Category Archives: All In One

Augvape AIO Review

The Augvape AIO (or all-in-one) was sent to me for review from Augvape. This is a refillable and easy-to-use kit designed especially for beginners. So let’s talk about it.

Specs:

  • Size: 117.5mm x 24.5mm
  • Minimum 0.2 ohms
  • Power: 30 watts
  • Material: Zinc alloy
  • Colors: White, Black, and Silver
  • Price: $29.99 from VaporDNA

In The Box:

  • Augvape AIO
  • USB Cable
  • User Manual
  • 2 x coils

It’s a Little Funny Looking

As with anything in the vape industry, looks are subjective. Personally, I’m not a fan of the shape of the Augvape AIO. It’s small and comfortable to hold, but it just a little funny looking to me. But that’s just my opinion.

It’s 4.6 inches tall and close to an inch wide, so it’s pretty compact and easy to carry around.

To turn on the Augvape AIO, press the firing button four times fast.

The LED Light Is In a Strange Place

The LED is on the opposite side of the button, which I think can be a con for some people. If you fire with your thumb, you’ll be able to see the LED light while you’re vaping, but you won’t if you fire with your index finger. And when you turn the device on or off, you won’t be able see the LED light to confirm that it’s on or off without turning it around really fast to catch the light. That’s been pretty annoying in my experience.

• _Extracted entries_:
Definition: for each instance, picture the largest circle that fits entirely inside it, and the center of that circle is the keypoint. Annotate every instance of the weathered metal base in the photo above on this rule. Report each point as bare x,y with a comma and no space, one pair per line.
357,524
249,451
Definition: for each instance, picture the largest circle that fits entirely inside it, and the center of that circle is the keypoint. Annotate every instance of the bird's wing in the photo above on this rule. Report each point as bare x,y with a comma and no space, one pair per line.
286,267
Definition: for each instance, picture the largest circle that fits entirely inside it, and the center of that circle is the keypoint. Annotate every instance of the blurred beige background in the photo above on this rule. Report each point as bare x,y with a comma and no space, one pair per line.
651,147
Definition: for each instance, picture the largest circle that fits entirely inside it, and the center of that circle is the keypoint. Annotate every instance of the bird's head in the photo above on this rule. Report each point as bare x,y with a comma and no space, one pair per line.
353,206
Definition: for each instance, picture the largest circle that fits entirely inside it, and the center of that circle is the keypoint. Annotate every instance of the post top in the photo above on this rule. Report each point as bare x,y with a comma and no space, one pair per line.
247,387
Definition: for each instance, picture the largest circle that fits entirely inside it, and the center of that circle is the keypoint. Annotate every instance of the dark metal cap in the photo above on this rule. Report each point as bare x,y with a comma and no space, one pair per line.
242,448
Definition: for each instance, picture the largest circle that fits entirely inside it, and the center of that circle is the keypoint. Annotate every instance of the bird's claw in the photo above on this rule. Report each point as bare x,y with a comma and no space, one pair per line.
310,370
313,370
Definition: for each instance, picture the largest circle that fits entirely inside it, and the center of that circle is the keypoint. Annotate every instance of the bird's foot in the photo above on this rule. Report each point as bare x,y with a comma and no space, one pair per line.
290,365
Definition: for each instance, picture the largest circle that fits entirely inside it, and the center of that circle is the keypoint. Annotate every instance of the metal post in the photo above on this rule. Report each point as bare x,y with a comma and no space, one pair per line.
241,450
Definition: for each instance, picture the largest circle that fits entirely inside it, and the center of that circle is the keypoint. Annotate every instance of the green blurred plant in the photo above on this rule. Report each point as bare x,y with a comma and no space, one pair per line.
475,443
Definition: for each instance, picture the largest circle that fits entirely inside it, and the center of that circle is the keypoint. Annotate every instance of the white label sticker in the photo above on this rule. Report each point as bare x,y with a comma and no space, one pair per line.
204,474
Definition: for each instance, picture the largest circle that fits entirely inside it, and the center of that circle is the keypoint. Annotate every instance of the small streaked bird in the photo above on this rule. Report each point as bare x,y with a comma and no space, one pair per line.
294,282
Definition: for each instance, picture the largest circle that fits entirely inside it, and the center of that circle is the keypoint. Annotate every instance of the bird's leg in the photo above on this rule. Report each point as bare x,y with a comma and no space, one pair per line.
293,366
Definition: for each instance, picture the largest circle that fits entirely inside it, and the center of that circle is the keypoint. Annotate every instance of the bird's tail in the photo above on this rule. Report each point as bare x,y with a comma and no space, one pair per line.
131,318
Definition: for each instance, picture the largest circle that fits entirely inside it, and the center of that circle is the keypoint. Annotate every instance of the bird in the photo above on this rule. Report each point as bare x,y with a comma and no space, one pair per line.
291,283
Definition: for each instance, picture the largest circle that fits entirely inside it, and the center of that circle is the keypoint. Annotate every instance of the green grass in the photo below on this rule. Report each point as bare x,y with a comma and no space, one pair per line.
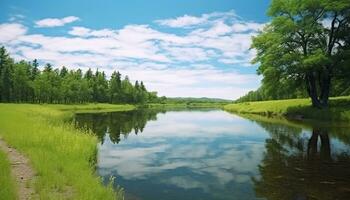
62,156
339,109
7,183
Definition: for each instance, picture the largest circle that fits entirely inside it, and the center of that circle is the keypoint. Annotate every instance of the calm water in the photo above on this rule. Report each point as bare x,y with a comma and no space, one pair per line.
211,154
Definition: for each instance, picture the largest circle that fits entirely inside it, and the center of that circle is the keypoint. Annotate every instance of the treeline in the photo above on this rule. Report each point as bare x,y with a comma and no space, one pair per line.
282,89
24,82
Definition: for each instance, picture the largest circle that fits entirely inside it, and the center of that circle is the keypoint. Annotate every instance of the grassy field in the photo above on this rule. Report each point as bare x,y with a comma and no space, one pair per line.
62,156
8,186
339,109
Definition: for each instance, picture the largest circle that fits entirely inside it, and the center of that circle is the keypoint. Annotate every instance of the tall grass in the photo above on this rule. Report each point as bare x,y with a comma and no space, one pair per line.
7,183
62,156
339,109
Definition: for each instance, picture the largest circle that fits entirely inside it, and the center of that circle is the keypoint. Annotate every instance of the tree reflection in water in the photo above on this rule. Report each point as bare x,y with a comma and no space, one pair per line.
298,166
116,124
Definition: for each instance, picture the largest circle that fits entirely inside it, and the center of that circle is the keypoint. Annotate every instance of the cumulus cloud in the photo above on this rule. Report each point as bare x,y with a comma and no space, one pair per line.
11,31
53,22
183,21
189,21
174,64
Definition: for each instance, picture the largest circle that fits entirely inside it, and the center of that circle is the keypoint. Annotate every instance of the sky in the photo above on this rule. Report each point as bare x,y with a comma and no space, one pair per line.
178,48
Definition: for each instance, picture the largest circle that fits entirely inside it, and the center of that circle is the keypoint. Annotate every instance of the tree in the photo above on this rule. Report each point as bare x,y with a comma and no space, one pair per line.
115,87
307,41
6,73
22,84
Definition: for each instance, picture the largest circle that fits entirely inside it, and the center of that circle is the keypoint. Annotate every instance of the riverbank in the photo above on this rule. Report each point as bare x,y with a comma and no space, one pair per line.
62,156
301,109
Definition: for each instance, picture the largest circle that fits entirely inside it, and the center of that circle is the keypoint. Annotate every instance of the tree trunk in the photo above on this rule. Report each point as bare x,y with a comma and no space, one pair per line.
324,80
312,90
325,89
312,145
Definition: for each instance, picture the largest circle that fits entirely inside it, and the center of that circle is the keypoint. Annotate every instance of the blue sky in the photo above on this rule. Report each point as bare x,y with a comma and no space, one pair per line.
178,48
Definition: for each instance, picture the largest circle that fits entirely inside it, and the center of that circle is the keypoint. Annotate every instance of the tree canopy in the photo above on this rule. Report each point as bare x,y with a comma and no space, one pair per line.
24,82
306,45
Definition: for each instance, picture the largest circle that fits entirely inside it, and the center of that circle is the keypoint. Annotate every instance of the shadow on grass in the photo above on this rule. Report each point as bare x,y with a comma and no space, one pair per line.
339,110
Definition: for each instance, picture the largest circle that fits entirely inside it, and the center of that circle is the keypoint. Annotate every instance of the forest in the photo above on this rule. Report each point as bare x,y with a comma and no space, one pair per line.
24,82
303,52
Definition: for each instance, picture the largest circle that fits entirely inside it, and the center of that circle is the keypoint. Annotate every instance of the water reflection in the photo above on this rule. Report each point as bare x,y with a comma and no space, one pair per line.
303,166
116,124
216,155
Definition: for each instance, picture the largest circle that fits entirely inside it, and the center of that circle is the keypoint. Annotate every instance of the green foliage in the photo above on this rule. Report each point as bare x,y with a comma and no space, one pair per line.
7,183
24,82
306,45
62,156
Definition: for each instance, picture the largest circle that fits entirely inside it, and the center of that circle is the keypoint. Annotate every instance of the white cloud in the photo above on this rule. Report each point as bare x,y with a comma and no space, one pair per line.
172,64
187,21
11,31
249,26
183,21
53,22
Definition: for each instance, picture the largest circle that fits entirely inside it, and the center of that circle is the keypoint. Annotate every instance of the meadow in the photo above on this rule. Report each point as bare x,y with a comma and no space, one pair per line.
62,156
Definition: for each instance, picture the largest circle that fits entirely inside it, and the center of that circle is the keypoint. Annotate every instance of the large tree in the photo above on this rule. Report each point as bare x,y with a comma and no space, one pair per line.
307,42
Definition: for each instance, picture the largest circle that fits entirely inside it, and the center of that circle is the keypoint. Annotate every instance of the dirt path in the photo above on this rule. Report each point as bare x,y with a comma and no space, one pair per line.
20,170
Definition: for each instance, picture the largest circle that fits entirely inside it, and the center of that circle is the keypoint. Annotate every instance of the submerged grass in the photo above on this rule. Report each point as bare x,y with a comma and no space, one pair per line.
339,109
62,156
7,183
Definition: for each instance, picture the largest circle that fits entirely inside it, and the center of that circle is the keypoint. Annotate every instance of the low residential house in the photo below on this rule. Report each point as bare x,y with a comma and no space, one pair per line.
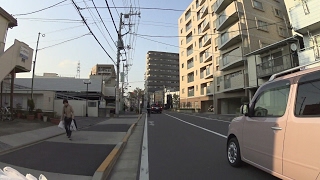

• _Set exercise_:
Reproduce the full Augvape AIO review given above the data, word for word.

• _Full answer_:
Category Archives: All In One

Augvape AIO Review

The Augvape AIO (or all-in-one) was sent to me for review from Augvape. This is a refillable and easy-to-use kit designed especially for beginners. So let’s talk about it.

Specs:

  • Size: 117.5mm x 24.5mm
  • Minimum 0.2 ohms
  • Power: 30 watts
  • Material: Zinc alloy
  • Colors: White, Black, and Silver
  • Price: $29.99 from VaporDNA

In The Box:

  • Augvape AIO
  • USB Cable
  • User Manual
  • 2 x coils

It’s a Little Funny Looking

As with anything in the vape industry, looks are subjective. Personally, I’m not a fan of the shape of the Augvape AIO. It’s small and comfortable to hold, but it just a little funny looking to me. But that’s just my opinion.

It’s 4.6 inches tall and close to an inch wide, so it’s pretty compact and easy to carry around.

To turn on the Augvape AIO, press the firing button four times fast.

The LED Light Is In a Strange Place

The LED is on the opposite side of the button, which I think can be a con for some people. If you fire with your thumb, you’ll be able to see the LED light while you’re vaping, but you won’t if you fire with your index finger. And when you turn the device on or off, you won’t be able see the LED light to confirm that it’s on or off without turning it around really fast to catch the light. That’s been pretty annoying in my experience.